━━━━━ Provided data

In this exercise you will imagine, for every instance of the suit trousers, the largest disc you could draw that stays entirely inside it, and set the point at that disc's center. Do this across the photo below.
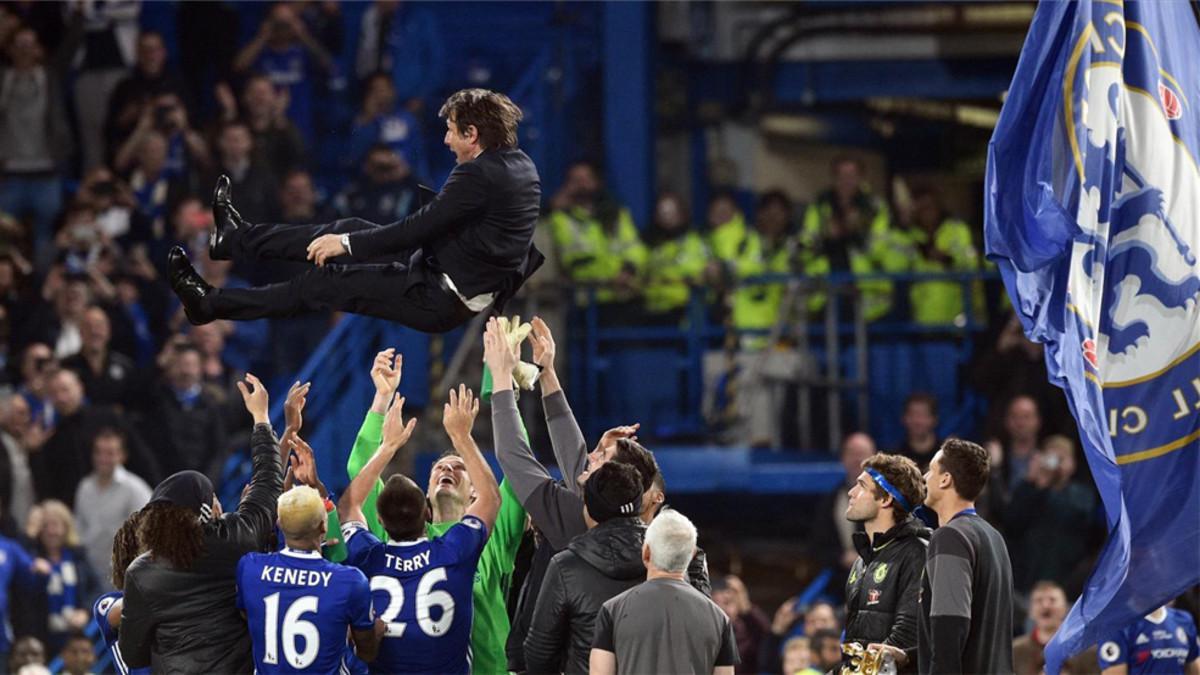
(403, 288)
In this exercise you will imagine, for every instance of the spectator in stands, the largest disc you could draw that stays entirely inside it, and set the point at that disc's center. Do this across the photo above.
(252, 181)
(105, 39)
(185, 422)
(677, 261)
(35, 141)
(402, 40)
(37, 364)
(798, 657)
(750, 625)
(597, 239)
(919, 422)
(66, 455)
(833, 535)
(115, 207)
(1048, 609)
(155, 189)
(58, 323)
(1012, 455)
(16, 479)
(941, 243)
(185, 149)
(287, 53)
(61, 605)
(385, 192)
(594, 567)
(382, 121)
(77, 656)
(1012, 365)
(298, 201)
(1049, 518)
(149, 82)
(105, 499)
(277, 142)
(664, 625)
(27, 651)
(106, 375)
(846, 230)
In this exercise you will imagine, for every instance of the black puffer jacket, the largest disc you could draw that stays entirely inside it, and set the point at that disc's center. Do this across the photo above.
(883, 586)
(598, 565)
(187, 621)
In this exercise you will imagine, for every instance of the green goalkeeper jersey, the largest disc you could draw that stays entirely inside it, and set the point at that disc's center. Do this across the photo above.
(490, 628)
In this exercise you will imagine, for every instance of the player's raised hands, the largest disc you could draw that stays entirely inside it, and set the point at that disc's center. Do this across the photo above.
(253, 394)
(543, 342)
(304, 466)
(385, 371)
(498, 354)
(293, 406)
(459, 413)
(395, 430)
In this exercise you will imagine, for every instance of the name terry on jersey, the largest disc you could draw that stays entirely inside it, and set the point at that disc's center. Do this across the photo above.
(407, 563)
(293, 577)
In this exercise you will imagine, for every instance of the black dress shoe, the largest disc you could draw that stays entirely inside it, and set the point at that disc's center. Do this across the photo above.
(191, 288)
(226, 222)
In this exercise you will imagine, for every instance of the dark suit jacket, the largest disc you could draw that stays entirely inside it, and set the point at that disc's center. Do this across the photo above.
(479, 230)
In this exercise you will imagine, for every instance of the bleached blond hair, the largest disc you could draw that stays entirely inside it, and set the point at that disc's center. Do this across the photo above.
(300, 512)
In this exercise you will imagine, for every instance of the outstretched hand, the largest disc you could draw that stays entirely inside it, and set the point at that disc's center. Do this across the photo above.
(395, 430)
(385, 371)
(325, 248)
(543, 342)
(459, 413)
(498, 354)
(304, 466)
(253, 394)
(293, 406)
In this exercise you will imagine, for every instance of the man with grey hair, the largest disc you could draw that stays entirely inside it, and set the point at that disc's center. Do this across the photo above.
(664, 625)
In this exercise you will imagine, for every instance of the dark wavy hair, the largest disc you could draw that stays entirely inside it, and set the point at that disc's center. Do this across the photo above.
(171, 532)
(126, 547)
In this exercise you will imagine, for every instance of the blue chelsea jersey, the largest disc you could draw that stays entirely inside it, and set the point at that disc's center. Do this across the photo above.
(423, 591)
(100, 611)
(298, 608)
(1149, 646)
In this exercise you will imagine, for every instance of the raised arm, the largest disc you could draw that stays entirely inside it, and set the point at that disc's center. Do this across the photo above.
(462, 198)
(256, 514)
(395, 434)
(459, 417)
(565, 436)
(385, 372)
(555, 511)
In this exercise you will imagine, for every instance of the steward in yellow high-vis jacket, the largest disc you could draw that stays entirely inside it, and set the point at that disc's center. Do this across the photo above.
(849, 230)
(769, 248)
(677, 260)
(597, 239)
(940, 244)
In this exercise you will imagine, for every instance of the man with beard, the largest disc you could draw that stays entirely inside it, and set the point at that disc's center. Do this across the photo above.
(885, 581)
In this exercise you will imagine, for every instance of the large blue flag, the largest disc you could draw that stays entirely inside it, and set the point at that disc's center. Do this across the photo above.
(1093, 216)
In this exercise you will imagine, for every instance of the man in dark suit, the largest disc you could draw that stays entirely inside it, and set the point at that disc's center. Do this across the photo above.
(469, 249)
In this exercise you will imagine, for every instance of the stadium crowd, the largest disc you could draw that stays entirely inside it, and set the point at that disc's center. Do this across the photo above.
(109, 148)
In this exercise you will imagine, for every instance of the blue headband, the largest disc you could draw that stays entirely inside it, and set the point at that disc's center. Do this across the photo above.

━━━━━━━━━━
━━━━━ Provided data

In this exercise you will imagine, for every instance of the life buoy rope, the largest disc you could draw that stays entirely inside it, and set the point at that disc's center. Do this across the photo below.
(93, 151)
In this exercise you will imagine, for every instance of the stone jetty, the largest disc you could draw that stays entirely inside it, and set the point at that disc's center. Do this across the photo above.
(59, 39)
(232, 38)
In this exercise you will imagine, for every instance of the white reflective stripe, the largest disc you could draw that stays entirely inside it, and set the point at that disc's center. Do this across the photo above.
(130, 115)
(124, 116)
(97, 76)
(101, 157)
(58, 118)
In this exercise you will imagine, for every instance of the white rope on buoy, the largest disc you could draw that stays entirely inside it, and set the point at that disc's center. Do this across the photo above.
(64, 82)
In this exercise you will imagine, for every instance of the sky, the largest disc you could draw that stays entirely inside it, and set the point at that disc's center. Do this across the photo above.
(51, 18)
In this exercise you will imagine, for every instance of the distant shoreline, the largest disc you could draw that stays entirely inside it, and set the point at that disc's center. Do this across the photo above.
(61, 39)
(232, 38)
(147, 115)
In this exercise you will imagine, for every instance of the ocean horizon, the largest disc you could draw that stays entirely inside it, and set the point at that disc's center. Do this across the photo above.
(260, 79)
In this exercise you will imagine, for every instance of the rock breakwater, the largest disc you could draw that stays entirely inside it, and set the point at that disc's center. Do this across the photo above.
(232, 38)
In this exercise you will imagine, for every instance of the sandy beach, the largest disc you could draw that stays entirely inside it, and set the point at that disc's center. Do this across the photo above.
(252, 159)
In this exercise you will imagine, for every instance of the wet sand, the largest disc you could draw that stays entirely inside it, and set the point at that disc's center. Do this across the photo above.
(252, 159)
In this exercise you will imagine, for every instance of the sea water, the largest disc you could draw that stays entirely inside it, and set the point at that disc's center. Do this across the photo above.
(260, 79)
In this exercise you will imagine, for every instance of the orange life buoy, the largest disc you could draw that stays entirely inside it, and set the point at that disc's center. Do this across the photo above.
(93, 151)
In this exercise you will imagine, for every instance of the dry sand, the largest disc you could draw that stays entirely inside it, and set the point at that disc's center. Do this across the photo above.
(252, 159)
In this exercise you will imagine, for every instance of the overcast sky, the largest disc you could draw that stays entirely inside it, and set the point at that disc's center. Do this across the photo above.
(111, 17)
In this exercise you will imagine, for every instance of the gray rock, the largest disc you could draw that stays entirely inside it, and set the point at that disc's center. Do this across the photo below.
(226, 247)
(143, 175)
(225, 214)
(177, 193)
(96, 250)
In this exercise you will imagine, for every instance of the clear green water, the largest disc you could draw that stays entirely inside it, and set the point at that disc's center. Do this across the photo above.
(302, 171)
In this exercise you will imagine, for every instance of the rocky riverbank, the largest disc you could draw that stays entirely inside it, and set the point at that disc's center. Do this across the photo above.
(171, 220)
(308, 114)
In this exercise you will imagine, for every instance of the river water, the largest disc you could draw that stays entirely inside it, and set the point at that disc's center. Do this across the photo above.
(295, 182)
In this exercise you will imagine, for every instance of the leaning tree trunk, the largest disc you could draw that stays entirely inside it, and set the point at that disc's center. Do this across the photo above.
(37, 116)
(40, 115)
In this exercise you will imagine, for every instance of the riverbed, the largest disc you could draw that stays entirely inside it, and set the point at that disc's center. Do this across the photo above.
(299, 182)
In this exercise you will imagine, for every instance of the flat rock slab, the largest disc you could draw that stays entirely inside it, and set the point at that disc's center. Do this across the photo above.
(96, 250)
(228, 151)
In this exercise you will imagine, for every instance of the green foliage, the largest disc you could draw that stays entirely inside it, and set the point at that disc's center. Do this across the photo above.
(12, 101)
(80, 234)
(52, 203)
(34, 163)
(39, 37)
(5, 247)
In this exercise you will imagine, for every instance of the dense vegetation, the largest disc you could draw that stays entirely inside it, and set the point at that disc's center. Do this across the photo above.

━━━━━━━━━━
━━━━━ Provided data

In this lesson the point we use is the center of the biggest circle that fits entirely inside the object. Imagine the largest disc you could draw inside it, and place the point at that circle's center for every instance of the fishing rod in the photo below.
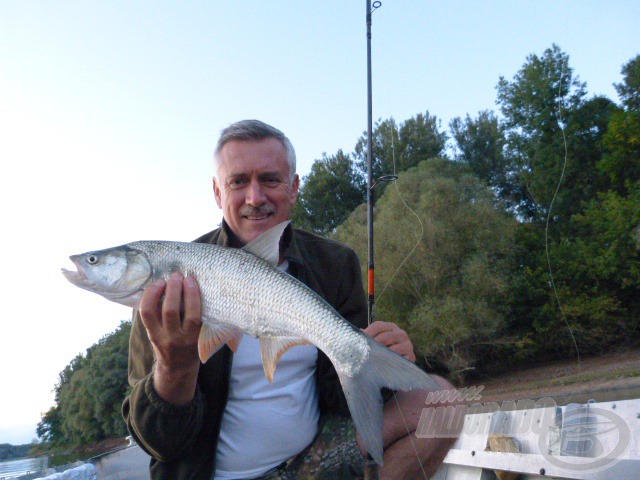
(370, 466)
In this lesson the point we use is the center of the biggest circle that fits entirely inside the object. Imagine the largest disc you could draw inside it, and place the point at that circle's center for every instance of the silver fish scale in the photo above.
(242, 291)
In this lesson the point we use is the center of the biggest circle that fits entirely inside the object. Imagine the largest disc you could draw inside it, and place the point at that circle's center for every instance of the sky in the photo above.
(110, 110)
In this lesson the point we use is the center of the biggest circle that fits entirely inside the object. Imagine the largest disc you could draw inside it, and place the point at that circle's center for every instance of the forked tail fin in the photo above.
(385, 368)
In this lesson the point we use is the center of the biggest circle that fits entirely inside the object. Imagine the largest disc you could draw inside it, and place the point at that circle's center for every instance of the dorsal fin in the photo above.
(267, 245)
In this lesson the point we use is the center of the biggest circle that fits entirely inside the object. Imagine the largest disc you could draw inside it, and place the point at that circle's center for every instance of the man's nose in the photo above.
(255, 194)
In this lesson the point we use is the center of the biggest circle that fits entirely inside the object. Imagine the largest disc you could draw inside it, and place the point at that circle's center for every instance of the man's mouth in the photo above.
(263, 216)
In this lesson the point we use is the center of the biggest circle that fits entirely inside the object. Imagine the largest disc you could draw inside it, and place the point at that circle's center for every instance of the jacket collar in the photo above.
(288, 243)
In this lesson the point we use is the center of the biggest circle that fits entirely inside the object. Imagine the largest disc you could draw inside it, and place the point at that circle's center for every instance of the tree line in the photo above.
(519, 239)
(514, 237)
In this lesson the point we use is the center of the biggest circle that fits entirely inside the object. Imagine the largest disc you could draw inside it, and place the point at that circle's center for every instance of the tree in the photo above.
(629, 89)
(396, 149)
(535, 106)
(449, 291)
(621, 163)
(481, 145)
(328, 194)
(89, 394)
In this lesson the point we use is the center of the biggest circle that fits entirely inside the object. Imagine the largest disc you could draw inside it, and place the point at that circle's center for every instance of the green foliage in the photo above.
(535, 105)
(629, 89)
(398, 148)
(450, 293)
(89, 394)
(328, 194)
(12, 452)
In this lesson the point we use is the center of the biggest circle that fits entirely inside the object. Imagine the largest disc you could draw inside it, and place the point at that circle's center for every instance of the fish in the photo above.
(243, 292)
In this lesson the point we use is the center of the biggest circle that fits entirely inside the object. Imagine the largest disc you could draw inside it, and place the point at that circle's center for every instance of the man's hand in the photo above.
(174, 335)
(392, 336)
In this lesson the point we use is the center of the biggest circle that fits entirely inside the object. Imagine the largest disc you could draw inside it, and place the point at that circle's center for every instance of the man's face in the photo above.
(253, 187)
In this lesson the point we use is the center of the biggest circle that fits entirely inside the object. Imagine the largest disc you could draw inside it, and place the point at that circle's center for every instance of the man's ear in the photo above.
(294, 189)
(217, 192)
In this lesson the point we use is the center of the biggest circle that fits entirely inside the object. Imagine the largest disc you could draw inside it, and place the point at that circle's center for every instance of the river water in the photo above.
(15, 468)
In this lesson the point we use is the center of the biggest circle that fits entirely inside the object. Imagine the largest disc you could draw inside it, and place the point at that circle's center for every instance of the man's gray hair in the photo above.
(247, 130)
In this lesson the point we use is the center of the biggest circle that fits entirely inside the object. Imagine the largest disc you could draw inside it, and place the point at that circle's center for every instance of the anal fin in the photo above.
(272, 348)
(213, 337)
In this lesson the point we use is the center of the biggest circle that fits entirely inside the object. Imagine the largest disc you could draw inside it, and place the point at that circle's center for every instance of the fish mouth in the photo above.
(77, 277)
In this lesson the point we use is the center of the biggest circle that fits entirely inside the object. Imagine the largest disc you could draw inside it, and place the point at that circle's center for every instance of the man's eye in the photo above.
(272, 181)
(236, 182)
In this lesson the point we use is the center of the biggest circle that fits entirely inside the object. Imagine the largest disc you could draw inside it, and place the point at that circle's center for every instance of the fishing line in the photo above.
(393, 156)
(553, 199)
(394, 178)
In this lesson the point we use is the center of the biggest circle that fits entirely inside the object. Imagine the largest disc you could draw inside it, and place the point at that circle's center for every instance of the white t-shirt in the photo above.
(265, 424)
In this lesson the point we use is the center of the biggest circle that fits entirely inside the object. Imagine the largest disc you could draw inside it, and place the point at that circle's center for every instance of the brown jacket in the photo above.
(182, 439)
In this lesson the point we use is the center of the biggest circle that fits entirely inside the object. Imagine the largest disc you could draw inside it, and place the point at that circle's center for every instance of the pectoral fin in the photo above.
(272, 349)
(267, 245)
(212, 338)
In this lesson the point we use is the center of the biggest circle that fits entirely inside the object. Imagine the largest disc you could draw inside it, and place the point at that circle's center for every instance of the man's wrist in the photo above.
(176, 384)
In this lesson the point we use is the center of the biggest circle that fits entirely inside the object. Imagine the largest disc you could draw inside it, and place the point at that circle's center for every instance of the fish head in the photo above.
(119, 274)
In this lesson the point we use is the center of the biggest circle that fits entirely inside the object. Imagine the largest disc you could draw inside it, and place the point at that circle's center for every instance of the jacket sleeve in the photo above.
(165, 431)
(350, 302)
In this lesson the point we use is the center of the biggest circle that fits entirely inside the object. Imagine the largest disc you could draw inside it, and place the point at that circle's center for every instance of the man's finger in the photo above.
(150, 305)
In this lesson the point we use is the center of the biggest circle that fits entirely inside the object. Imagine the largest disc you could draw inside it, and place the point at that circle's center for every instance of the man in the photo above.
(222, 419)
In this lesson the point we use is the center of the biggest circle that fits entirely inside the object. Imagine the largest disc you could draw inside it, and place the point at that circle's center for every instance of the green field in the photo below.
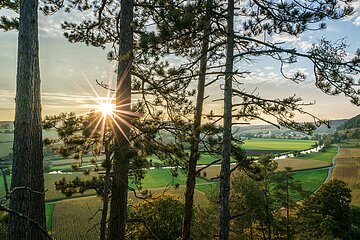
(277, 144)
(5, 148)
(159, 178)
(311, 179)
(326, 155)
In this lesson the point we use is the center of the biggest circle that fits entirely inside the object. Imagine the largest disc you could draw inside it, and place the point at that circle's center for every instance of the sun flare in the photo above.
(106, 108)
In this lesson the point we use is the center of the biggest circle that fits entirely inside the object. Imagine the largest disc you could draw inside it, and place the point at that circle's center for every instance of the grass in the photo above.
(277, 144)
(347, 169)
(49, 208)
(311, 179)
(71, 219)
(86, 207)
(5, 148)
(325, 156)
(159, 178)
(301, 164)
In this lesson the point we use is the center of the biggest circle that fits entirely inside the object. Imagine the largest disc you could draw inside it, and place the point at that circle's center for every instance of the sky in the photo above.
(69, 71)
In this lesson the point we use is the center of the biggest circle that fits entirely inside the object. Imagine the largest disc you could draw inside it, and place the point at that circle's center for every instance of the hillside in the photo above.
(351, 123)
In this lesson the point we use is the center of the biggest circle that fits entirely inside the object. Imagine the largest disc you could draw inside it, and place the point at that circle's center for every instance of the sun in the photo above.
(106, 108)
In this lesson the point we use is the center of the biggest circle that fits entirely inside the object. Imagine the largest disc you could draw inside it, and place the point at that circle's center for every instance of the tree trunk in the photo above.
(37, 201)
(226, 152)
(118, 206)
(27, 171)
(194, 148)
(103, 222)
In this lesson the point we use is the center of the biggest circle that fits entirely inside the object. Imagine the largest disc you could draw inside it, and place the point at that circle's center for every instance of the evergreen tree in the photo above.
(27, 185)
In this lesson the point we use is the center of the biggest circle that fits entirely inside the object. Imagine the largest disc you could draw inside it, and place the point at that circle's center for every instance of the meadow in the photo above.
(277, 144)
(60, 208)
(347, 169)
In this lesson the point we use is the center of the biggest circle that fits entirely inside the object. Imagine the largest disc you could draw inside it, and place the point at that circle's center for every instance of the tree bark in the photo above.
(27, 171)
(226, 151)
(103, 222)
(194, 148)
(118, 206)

━━━━━━━━━━

Exercise brief: After locating the line with "the riverbed, the" in the material above, return it and each line after it exactly, ending at the line with "of the dense".

Expected answer:
In this exercise you will imagine, for every instance of the riverbed, the largest disc you could draw that stays entirely inside it, and set the point at that disc's center. Do this across the photo above.
(299, 182)
In this exercise you will imagine, for every instance of the flat rock slab, the largest disc you could draw that stays entirely inside it, and set the point at that disc's center. Do this across the photo above.
(96, 250)
(228, 151)
In this exercise you will imagine, for every instance of the green foliage, the largest disc you could draw that stays entirely inside it, and set the point at that disc's center. Do this across the photo above.
(12, 101)
(80, 234)
(52, 203)
(34, 163)
(39, 37)
(5, 247)
In this exercise you will imagine, for every instance of the dense vegetation, the largest disc you could draw that stays entirely inside it, and set the point at that disc's center. Do this across the photo above.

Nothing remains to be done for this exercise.